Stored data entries
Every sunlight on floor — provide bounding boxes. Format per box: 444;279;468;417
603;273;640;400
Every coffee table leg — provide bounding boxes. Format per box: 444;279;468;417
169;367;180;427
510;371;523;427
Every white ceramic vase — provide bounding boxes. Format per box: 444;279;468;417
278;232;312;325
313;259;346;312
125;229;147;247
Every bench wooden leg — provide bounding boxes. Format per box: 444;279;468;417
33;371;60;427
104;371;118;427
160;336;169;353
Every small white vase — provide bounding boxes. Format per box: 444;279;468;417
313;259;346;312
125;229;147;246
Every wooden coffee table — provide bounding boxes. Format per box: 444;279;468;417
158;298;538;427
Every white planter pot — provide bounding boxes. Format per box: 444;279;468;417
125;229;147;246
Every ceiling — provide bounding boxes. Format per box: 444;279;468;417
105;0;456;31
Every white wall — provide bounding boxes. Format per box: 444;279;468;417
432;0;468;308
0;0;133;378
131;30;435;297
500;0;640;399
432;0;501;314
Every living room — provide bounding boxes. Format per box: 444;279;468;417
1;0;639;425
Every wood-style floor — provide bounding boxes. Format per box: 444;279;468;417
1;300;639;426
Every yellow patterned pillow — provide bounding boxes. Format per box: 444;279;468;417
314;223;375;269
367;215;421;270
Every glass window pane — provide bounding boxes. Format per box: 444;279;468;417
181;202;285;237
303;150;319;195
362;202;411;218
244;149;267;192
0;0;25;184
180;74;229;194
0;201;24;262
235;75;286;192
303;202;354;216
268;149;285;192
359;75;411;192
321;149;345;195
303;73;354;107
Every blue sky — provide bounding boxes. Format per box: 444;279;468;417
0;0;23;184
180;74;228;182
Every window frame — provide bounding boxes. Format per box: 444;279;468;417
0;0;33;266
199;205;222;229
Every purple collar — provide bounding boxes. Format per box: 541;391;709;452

- What needs to be done -
Nothing in the records above may be left out; repeat them exactly.

- Answer section -
Every sunlight on floor — provide bounding boxes. Format per box: 444;279;468;417
603;273;640;400
Every coffee table leg — provide bounding boxes. Format per box: 444;279;468;417
169;367;180;427
510;371;523;427
Every white ceramic vase — provide bounding boxes. Format per box: 444;279;468;417
278;232;312;325
313;259;346;312
125;229;147;247
Every bench wooden leg — provide bounding boxes. Format per box: 444;279;468;417
33;371;60;427
104;371;118;427
160;336;169;353
Every small white vase — provide bounding boxes. Format per box: 444;279;468;417
313;259;346;312
125;229;147;246
Every wooden coffee table — provide bounding boxes. Format per box: 444;279;468;417
158;298;538;427
Every white planter pot — provide bounding boxes. Format per box: 444;279;468;417
125;229;147;246
Every ceiling — provide bounding boxes. Format per box: 444;279;468;417
105;0;456;31
Every white wall — provide bounding boxes. Format per box: 444;279;468;417
432;0;468;308
0;0;133;378
131;30;435;297
500;0;640;399
432;0;501;314
Every living room — provide bounding boxes. Format per box: 444;279;468;417
1;0;639;425
Every wood-style floor — provide bounding boxes. Format per box: 444;279;468;417
1;300;639;426
Every yellow patterned pillow — provide bounding boxes. Format per box: 444;279;468;417
314;223;375;269
367;215;421;270
Every glass window pane — provide bounding boxes. Format per box: 444;279;468;417
181;202;285;237
303;150;319;195
362;202;411;218
244;149;267;192
0;0;25;184
180;74;229;194
0;201;24;262
235;75;286;192
303;202;354;216
268;149;285;192
359;75;411;192
321;149;345;195
303;73;354;107
Every blue sky — provide bounding boxes. Format per box: 444;279;468;417
0;0;23;184
180;74;228;182
Every window frame — provide bounding boxes. Format per box: 444;279;468;417
0;0;33;266
199;205;222;229
Every purple collar — provide bounding boxes. Format per box: 541;391;709;452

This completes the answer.